▶ [PROBLEM SET]:
- 1) Do the following statements agree with the text on character motivation? For each, answer yes or no and quote the exact words of the text that decide it. (a) Immediate motives are the most compelling layer of motivation. (b) Deeply psychological motives are born in back story. (c) A character who exhibits only one motive remains one-dimensional.
- 2) Can you extend the text on character motivation by writing the next part, picking up right after its final sentence?

▶ [PROVIDED TEXT]:
▬▬▬▬▬▬▬▬▬▬
Knowing what motivates your characters helps you decide what they’ll do in any given situation and why, which makes your characters more believable and your story more engaging.

Layers of Motivation

Donald Maass says that there are layers of motivation the immediate, the rational, the deeply psychological, the genetic, and the ideal.

  • Immediate motives are imposed on a character by plot circumstances (because of that, you must do this). These motives live on the surface. They are the least compelling, because readers are not in that situation.
  • Rational motives explain why a character should do this or that. These reasons are good, smart, selfish, or petty. They might not sound rational, but they are how a character rationalizes what they do.
  • Deeply psychological motives drive a character to act a certain way in a given situation and not act in any other way. These motives are born in back story and spring from what has hurt a character—unmet needs, unresolved conflicts, or the need to slay an inner monster or prove oneself.
  • Genetic motives speak to a character’s disposition and emotional makeup. They explain how characters vote, make moral “judgments,” choose paintings, dress from Brooks Brothers or Forever 21, and handle conflict.
  • Ideal motives are why characters can, finally, to do the right or selfless thing. These motives emerge only when characters mature, fail, have catharsis, awaken, or in any other way grow up.

Maass says that if a character exhibits only one motive, that character remains one-dimensional. Characters become real when multiple motives conflict with each other.

How can you know if your characters have fully developed and multiple motivations? These three exercises from editor Jim Dempsey  can be a fun way to help you discover what makes your characters tick.

  1. The opposite job

What job does your character have? Is s/he a good fit for it? The New York Times developed a tool that tells you what your “opposite job”  is—the job that uses skills the exact opposite of what job you’re in. Just type in an occupation, and the tool tells you what skills you need to do it (as determined by the U.S. Labor Department)—and what the opposite job is, based on those required skills.
▬▬▬▬▬▬▬▬▬▬
[Excerpts from a dataset]
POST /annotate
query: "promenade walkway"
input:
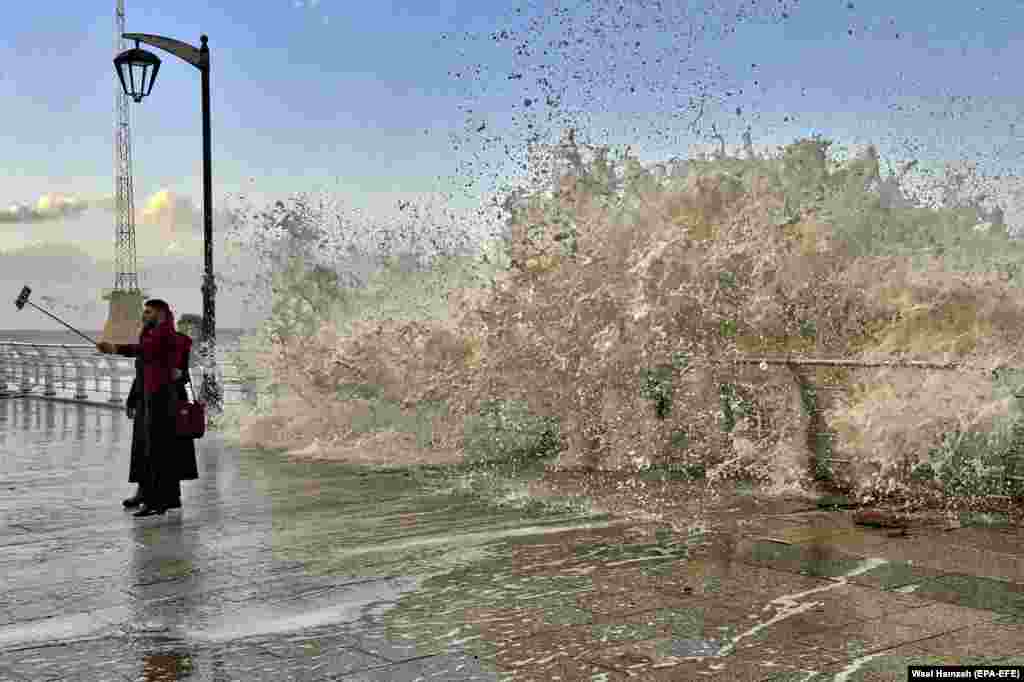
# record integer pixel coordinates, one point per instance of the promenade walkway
(281, 570)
▬▬▬▬▬▬▬▬▬▬
▶ [RESPONSES BY TASK]:
- 1)
(a) No: "They are the least compelling, because readers are not in that situation."
(b) Yes: "These motives are born in back story"
(c) Yes: "if a character exhibits only one motive, that character remains one-dimensional."

- 2)
The opposite of a writer, for example, is a mobile home installer.

One skill for writers that’s used most often is creative thinking, for example, while mobile home installers need to be able to coordinate the work and activities of others, which writers almost never do.

The opposite job of a musician is a physicist. The opposite job of a news editor is a model. And so on.

Once you have your character’s opposite job, you can think about why they decided to become an historian or a mathematician and not a lumberjack or mine shuttle car operator (the opposite job).

Thinking about what decisions your characters could have made that would have led them to the opposite job will help you see why they made the decisions they did and ended up where they are now.

  1. The eulogy

Imagine that your main character has died. Picture the funeral and the people who would attend. No one knows this character better than you, so you have to deliver the eulogy. What will you say?

The eulogy is a chance to bring that character to life for the mourners. Would you say something about their family? Their work? Friends? Which friends? Why was each important? What did the character achieve in life? Did s/he have a driving hobby, passion, charity, or cause?

Think about this character’s path in life and what they valued most. That tells you who and what is most important to your character and motivates their choices.

  1. What if…

At some point, everyone wonders what might have happened if: if we’d won the lottery, turned left instead of right, taken that bus that crashed, married our childhood sweetheart, moved to Mexico. Where would we be now? Ask that of your characters.

The answer reveals what’s important to the character. If s/he won the lottery and used the money to go back to school, then perhaps the chance for a better job is most important. If s/he buys a bigger house, maybe keeping up with the Joneses is most important.

Dig Deep for Motivation

These exercises might help you see what action your character would take in a certain situation, and why. Try them before you begin writing, or whenever you’re stuck to discover what truly motivates your character.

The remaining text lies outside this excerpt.